Supplied text
NO JOBS FOR COLLEGE GRADUATES: ONLY A MISMATCH PROBLEM?
NO JOBS FOR COLLEGE GRADUATES: ONLY A MISMATCH PROBLEM?
My former UP
political science professor, Claire Carlos, always has interesting posts on
Facebook, and I usually find myself nodding in agreement with her. Recently,
however, she posted something that made me pause and think more deeply. She
cited a recent CHED survey which revealed that out of 25,000 college graduates,
only 3,000 landed jobs. She said that was a “crisis defined.” And I fully agree
with her.
But what exactly
is the crisis all about?
We hear so much
about the supposed mismatch between the skills of college graduates and the
needs of employers. Is that really the whole story? Is it simply a mismatch? Or
is it something more?
A mismatch would
imply that these graduates have skills, except that their skills are not what
employers are looking for. If that’s the case, then we must ask: who or what
failed them? Were they taught the wrong skills in school? Or did they fail to
acquire the skills they were supposed to learn?
Is it the fault
of the students for being poor learners? Or is it the fault of the teachers for
being poor educators? Or is the real problem the curriculum itself—frozen in
time, no longer in tune with the demands of today’s fast-changing marketplace?
CHED
Chairperson Dr. Shirley Agrupis herself admits this is more than a hiring
problem. She has called it a wake-up call for the entire education system. Her
agency’s ACHIEVE Agenda (2025–2030) proposes mandatory on-the-job training
(OJT), stronger collaboration with DepEd and TESDA, curriculum realignment with
labor market needs, and even a renewed focus on character formation and soft
skills. Noble initiatives, yes. But do they get to the root of the problem?
Some say the
crisis begins much earlier—way back in basic education. If children leave grade
school without strong reading, writing, and numeracy skills, how can they be
expected to thrive in college? And if nutrition and poverty already handicap
them at an early age, are we not simply setting them up for failure no matter
how many diplomas we hand out?
And yet, even
when jobs exist, graduates often cannot land them. Structural underemployment
tells another story: young people forced into jobs that don’t require degrees
at all—clerks, cashiers, seasonal workers—just to survive. In short, the system
keeps churning out diploma holders, while the economy has no real capacity to
absorb them.

Data shown
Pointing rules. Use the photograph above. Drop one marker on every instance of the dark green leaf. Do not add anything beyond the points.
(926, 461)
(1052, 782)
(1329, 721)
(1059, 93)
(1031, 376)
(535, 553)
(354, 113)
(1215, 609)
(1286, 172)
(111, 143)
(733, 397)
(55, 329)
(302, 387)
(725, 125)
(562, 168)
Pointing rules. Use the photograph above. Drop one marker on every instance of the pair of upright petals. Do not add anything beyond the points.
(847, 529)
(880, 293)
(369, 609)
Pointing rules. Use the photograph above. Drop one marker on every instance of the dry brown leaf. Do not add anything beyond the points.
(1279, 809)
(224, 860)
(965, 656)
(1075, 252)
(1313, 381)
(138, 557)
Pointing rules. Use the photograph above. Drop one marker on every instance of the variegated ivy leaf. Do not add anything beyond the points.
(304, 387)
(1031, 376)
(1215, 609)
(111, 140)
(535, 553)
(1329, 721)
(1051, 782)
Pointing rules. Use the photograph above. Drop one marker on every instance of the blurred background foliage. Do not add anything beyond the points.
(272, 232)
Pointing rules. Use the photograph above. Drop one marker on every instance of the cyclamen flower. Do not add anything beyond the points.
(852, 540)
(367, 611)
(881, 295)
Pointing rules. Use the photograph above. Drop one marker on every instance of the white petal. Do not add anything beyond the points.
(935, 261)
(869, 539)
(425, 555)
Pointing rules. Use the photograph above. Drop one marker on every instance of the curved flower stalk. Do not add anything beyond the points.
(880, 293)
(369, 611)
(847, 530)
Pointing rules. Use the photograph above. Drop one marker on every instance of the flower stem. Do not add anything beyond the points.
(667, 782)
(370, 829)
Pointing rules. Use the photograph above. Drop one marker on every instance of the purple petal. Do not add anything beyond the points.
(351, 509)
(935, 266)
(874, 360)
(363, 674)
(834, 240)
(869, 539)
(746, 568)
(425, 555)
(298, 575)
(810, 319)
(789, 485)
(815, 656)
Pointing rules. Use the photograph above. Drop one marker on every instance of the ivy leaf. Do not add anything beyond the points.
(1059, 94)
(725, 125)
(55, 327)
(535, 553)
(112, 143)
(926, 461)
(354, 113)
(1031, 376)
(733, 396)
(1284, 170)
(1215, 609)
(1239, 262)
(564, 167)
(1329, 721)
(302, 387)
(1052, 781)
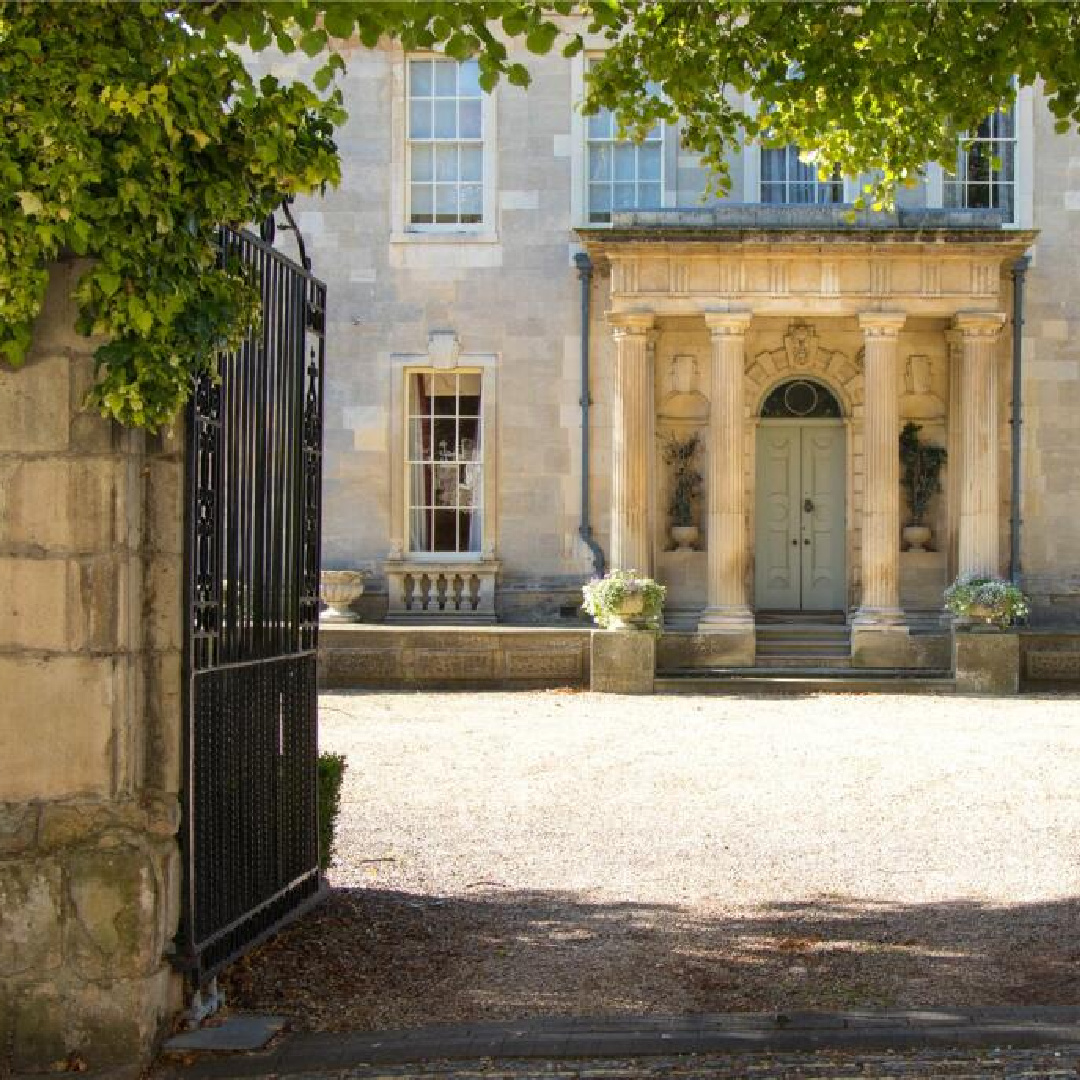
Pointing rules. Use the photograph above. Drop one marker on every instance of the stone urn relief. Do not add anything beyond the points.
(339, 590)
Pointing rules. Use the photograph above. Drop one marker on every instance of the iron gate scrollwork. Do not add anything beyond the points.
(254, 480)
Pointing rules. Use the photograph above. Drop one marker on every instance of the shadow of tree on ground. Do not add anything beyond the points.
(370, 959)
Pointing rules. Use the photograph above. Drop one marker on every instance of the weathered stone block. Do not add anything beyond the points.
(29, 917)
(34, 406)
(161, 603)
(986, 662)
(881, 647)
(706, 650)
(110, 1024)
(162, 730)
(63, 504)
(56, 727)
(34, 604)
(622, 661)
(113, 907)
(18, 827)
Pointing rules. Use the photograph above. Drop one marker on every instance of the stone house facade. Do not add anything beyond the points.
(486, 253)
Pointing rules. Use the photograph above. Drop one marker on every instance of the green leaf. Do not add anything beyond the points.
(339, 22)
(540, 39)
(313, 41)
(30, 202)
(107, 282)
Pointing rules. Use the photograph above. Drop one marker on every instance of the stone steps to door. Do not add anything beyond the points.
(802, 680)
(804, 644)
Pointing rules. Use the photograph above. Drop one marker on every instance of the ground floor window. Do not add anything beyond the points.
(444, 461)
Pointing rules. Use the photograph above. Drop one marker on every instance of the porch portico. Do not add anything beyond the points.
(711, 314)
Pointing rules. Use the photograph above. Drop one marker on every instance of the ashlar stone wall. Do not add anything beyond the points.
(90, 661)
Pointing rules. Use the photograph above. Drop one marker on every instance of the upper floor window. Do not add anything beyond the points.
(786, 179)
(445, 151)
(985, 175)
(445, 461)
(622, 175)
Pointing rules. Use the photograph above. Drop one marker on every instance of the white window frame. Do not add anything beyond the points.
(579, 153)
(476, 505)
(752, 171)
(443, 358)
(1023, 184)
(815, 180)
(404, 231)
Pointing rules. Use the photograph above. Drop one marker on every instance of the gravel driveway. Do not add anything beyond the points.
(521, 854)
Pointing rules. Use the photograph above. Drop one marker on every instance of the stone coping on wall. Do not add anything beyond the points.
(367, 656)
(497, 657)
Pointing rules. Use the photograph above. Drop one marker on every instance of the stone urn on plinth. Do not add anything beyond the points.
(339, 590)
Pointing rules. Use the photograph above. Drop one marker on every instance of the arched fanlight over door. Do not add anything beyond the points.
(801, 400)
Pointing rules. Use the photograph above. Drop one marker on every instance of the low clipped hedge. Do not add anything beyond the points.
(331, 774)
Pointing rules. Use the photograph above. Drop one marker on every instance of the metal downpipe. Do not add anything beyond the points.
(1016, 417)
(584, 266)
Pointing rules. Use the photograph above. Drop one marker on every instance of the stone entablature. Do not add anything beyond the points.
(807, 272)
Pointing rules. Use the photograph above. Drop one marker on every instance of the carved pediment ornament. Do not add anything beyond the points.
(800, 342)
(801, 351)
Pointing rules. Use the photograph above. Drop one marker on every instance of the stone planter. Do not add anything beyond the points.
(985, 661)
(685, 537)
(916, 537)
(338, 590)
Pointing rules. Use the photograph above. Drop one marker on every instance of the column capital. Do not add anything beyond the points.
(728, 323)
(631, 322)
(881, 323)
(979, 323)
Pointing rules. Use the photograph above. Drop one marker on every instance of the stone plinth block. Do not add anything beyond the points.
(986, 662)
(623, 661)
(881, 647)
(729, 649)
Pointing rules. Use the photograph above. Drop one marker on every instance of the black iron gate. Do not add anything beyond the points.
(254, 464)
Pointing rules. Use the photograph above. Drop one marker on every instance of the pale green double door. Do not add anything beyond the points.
(800, 521)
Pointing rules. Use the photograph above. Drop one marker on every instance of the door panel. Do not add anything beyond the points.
(799, 524)
(822, 568)
(778, 570)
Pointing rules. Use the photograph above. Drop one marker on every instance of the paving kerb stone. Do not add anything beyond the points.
(643, 1037)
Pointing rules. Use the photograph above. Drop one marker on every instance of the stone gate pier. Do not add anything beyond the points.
(91, 528)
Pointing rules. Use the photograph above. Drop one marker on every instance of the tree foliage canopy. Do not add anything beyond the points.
(130, 132)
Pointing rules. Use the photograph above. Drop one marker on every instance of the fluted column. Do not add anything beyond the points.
(632, 421)
(727, 609)
(880, 555)
(980, 508)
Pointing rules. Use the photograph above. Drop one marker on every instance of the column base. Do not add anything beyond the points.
(880, 645)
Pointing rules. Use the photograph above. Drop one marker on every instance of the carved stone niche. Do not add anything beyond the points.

What the task requires
List every measure that the column on jobless college graduates says CHED's ACHIEVE Agenda (2025–2030) proposes. Rely only on the column about jobless college graduates for what follows.

The result
- Mandatory on-the-job training (OJT)
- Stronger collaboration with DepEd and TESDA
- Curriculum realignment with labor market needs
- A renewed focus on character formation and soft skills